# What are the topics for you?



## Alex2321 (Aug 4, 2021)

hi, in these rainy days, I'm thinking about what topics this book is about. For now, I think faith. for you ?


----------



## Squint-eyed Southerner (Aug 4, 2021)

Growing up.


----------



## Olorgando (Aug 4, 2021)

Widening horizons.


----------



## Elthir (Aug 4, 2021)

The Hobbit is about Galadriel.


----------



## Squint-eyed Southerner (Aug 5, 2021)

Elthir said:


> The Hobbit is about Galadriel.


----------



## Elthir (Aug 5, 2021)

Hahah. Egging me on I see! Plus . . . re-awakening my aching to partake of smiling bacon!
If I'm not mistaken.

But back to _The Hobbit_ . . . I've derailed enough threads lately! I believe it begins with the famous words:

*"In a tree above the ground there lived an Elf. Not a nasty, dirty tree filled with rotten eggs, nor yet a dry, bare tree with nothing in it to sit down on for the eating of bacon: it was an Elvish tree, and that means comfort."*

🐾


----------



## Ciderwell (Aug 5, 2021)

Life Lessons


----------

━━━━━━━━━━

Problem A: State only how many lines of the rows contain the string "shirt".

Stored items from a collection
━━━━━━━━━━

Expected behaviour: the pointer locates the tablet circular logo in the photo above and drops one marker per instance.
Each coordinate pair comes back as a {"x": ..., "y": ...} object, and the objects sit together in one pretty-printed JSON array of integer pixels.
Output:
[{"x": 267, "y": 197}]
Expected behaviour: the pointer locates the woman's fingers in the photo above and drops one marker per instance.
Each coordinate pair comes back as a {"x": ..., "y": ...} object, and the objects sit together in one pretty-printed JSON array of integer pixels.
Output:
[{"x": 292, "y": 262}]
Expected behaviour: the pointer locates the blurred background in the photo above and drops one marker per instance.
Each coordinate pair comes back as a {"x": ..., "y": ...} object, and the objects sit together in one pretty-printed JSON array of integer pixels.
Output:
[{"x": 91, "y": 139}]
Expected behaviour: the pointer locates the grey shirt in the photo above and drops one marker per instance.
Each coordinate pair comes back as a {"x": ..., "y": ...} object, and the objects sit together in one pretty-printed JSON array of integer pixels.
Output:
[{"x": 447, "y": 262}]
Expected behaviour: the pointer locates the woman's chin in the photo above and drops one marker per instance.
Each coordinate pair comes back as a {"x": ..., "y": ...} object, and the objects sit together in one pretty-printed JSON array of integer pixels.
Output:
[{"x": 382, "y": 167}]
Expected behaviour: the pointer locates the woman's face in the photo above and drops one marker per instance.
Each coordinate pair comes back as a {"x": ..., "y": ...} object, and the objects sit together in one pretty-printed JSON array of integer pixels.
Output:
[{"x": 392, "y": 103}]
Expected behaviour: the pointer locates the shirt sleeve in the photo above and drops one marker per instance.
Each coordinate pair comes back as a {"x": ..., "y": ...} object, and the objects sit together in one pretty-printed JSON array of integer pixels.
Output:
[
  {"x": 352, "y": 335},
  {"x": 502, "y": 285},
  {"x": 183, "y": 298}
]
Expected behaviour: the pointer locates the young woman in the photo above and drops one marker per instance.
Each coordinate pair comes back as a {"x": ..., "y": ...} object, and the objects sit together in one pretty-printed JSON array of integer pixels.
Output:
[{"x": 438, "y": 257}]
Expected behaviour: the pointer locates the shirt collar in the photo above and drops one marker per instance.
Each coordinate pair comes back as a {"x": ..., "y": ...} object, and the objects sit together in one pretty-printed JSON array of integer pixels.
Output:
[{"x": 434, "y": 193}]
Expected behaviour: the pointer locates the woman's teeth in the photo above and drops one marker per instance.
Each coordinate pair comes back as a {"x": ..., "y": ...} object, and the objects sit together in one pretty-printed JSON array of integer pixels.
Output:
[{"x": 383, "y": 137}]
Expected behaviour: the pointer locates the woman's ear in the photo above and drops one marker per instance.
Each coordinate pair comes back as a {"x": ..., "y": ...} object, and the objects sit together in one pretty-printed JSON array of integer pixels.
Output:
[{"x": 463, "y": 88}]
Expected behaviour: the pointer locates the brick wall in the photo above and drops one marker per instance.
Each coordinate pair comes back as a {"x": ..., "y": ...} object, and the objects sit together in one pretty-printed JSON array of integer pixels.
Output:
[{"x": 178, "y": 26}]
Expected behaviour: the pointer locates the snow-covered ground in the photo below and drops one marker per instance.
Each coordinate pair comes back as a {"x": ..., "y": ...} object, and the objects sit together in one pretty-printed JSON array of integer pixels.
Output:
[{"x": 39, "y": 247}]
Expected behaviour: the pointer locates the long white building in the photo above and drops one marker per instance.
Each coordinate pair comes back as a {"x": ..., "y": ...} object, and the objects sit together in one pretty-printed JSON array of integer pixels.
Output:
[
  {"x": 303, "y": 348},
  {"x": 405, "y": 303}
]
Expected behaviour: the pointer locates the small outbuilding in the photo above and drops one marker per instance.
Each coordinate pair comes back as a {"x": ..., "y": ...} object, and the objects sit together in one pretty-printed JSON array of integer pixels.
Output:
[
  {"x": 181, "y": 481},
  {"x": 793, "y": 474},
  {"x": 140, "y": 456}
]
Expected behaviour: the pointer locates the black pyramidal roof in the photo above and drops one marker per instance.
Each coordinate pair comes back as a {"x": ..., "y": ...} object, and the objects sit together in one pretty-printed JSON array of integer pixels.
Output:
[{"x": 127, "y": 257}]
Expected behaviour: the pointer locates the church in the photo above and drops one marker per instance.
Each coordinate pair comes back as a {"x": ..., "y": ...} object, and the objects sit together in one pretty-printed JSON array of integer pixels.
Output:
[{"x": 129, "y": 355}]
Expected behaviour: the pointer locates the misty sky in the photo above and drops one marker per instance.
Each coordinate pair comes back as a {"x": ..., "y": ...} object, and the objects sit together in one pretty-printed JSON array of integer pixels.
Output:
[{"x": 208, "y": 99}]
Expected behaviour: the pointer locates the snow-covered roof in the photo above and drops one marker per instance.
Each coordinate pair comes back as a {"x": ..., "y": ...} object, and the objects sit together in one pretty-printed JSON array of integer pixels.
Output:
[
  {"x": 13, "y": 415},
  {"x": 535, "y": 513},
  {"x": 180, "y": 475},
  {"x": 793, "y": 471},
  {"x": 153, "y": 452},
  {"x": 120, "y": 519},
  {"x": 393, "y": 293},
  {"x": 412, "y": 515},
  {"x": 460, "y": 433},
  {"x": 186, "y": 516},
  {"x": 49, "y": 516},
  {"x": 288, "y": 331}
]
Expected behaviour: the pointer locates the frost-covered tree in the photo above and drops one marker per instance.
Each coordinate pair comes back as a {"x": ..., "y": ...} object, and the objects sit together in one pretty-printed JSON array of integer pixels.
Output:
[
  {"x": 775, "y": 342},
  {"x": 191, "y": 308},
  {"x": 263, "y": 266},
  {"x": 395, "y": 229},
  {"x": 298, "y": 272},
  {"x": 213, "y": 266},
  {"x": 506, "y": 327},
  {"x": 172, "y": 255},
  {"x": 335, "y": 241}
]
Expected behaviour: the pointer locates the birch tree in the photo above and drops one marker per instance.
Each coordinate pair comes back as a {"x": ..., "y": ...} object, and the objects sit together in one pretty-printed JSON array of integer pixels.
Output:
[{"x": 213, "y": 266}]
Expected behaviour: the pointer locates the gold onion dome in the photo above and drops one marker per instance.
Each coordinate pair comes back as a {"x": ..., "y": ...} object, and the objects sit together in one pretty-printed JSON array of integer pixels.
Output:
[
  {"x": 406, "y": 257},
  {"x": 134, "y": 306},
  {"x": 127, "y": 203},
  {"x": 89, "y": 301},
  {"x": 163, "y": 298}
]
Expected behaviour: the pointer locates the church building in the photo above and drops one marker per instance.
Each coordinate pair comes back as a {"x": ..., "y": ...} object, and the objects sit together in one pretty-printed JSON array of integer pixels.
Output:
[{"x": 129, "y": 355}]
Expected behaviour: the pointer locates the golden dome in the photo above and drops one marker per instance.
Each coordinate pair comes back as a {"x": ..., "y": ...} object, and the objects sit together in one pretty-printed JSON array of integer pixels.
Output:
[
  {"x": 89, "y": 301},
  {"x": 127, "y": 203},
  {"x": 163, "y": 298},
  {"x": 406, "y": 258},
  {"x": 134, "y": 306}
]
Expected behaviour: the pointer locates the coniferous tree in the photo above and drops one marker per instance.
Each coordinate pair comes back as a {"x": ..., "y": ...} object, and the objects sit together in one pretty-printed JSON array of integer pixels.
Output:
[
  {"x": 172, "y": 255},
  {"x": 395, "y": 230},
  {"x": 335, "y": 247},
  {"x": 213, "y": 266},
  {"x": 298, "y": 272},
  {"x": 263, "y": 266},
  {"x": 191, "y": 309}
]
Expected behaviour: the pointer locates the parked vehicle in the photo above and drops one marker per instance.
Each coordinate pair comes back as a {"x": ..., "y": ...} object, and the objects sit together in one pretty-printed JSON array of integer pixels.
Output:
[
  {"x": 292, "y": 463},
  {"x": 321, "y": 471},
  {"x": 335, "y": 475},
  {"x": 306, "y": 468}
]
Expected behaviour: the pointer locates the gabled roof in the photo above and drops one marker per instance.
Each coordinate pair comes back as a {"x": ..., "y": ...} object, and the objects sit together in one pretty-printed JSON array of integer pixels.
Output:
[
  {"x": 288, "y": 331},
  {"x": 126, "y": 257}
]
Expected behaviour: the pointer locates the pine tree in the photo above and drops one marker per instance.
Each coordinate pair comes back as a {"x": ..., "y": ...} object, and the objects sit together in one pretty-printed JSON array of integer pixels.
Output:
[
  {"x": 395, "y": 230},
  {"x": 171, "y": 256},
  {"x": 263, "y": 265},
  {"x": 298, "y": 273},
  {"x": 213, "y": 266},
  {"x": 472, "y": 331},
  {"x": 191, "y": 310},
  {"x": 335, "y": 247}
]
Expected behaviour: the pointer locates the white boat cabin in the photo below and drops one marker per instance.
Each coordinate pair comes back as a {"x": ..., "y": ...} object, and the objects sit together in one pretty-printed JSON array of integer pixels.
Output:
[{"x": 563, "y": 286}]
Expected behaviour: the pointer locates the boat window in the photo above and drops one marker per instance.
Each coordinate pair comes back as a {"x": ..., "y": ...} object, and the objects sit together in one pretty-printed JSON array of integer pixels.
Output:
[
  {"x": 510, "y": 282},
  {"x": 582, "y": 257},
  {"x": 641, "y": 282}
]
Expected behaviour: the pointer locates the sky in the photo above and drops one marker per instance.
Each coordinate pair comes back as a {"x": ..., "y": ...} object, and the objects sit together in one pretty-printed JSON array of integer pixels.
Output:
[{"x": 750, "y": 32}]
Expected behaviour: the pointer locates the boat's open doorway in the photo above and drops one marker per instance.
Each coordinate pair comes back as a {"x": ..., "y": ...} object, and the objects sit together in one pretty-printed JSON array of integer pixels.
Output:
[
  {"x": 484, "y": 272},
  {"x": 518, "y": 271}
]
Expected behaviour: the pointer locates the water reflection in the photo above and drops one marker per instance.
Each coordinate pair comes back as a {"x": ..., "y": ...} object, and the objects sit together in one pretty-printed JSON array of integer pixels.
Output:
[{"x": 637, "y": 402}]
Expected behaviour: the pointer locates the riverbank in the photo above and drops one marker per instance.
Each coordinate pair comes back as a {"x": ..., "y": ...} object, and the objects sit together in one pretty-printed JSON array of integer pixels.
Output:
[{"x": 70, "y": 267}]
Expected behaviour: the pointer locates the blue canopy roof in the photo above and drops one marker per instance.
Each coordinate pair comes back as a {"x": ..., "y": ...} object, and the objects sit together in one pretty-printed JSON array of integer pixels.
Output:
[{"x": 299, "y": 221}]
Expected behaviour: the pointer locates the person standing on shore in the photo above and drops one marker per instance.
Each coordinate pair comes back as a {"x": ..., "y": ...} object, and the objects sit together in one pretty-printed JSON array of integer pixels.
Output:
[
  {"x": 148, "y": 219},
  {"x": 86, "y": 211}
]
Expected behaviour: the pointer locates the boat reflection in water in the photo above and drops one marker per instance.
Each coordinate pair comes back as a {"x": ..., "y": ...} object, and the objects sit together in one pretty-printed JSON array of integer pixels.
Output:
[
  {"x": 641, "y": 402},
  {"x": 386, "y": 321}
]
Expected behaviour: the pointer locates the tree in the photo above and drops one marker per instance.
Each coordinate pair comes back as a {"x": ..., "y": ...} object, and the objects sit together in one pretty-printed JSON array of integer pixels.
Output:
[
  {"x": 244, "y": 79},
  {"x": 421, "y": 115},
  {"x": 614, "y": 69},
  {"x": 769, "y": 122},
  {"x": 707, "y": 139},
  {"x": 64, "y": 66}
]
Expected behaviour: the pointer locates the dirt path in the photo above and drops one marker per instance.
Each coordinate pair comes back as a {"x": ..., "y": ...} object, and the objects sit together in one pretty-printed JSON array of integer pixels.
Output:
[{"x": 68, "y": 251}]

━━━━━━━━━━

Problem B: Reproduce the forum thread word for word, from "But back to" up to and including "Ciderwell (Aug 5, 2021)".

Output A: 3

Output B:
But back to _The Hobbit_ . . . I've derailed enough threads lately! I believe it begins with the famous words:

*"In a tree above the ground there lived an Elf. Not a nasty, dirty tree filled with rotten eggs, nor yet a dry, bare tree with nothing in it to sit down on for the eating of bacon: it was an Elvish tree, and that means comfort."*

🐾


----------



## Ciderwell (Aug 5, 2021)